====== EXERCISE INPUTS ======

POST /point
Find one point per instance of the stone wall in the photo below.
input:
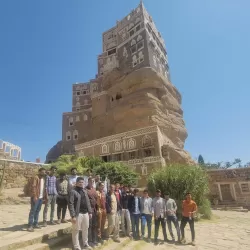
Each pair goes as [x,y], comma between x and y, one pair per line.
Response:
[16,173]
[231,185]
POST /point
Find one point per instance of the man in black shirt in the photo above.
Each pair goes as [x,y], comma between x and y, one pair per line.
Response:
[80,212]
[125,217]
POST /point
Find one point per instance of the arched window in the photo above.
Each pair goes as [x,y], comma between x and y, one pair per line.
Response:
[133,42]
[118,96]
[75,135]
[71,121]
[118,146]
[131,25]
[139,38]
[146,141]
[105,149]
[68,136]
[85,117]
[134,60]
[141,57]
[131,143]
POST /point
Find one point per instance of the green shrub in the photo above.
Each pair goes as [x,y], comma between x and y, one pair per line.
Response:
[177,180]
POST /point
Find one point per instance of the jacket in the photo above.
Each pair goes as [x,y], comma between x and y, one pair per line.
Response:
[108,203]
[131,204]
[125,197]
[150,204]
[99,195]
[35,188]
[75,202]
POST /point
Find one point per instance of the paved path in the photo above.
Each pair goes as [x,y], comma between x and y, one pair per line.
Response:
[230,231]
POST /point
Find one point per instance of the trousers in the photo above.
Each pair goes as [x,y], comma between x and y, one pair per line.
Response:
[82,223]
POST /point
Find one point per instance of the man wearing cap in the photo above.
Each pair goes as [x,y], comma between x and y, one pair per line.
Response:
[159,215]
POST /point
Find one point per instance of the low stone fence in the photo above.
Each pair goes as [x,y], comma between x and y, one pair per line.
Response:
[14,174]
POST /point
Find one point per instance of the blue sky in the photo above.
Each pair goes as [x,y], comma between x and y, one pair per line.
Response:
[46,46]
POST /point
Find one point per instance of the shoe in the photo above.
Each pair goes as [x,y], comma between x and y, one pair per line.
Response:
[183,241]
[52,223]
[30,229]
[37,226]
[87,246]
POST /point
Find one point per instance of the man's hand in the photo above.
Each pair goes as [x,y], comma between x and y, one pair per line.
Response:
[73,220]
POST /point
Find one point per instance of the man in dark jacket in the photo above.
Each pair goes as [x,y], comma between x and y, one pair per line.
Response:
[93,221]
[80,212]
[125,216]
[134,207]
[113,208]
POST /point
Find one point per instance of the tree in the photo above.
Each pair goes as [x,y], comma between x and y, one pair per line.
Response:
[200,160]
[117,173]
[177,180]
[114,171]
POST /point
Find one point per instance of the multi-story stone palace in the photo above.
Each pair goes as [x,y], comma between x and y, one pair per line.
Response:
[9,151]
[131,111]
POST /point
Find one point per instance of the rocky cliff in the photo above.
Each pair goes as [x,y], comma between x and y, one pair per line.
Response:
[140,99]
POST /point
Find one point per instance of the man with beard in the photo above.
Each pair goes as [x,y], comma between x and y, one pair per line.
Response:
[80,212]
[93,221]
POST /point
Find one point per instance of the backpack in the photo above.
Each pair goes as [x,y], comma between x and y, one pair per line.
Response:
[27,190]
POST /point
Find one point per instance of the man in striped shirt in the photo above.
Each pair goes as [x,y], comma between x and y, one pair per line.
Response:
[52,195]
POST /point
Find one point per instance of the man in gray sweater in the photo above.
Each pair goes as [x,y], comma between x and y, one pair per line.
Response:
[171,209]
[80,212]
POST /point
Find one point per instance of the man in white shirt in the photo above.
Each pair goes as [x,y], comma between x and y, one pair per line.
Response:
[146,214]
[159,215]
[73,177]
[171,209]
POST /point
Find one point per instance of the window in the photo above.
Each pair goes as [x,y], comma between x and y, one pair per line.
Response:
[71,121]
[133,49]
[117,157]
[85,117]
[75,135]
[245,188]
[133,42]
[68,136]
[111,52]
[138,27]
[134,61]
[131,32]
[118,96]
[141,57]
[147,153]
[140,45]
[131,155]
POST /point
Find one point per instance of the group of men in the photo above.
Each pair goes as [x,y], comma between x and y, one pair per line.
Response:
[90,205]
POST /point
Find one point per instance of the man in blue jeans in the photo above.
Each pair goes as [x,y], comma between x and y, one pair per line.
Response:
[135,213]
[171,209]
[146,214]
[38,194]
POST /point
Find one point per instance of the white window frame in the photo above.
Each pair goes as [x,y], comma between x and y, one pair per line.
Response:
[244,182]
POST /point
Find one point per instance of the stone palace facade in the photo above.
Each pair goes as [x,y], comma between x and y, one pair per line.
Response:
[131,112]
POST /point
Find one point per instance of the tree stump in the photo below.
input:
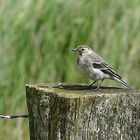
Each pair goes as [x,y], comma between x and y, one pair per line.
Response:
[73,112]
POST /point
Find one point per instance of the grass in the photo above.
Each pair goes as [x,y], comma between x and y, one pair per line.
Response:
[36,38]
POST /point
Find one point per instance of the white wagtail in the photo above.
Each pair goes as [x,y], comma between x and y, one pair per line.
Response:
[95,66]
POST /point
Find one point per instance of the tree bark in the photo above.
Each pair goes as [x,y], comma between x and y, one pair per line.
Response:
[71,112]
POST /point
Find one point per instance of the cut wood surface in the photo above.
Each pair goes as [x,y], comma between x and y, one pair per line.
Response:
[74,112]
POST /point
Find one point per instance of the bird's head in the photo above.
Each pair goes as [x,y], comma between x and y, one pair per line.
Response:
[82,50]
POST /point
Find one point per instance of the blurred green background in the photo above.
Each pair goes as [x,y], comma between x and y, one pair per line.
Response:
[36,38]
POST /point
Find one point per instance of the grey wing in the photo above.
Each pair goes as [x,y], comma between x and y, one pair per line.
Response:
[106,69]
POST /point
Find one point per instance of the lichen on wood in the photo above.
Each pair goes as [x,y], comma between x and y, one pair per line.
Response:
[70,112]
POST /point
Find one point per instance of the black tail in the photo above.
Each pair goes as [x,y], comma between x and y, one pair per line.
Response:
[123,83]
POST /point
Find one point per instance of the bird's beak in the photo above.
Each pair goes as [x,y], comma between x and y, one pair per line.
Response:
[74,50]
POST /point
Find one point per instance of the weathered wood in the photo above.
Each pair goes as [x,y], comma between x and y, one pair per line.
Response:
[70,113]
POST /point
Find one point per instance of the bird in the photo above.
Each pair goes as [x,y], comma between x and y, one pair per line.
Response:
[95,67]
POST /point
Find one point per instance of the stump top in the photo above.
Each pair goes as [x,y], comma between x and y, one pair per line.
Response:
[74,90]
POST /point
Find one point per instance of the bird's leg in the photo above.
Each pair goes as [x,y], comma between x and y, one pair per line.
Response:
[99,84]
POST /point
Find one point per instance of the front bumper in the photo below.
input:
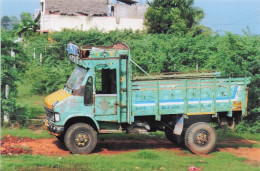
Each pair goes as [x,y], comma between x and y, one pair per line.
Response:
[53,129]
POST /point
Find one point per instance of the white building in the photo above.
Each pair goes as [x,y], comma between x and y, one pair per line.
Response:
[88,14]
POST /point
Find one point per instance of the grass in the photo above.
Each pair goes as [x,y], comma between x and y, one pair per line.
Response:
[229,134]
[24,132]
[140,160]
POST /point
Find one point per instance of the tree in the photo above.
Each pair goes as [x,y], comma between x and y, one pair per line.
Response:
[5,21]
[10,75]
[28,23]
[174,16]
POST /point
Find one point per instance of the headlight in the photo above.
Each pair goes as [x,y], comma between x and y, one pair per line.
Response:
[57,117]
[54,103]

======

_WORK ORDER_
Show every line of the records above that contains the word "green".

_REPLY_
Find one point per instance of the green shrub in the photo above.
Find one point per instance of the blurred green background in the photo above.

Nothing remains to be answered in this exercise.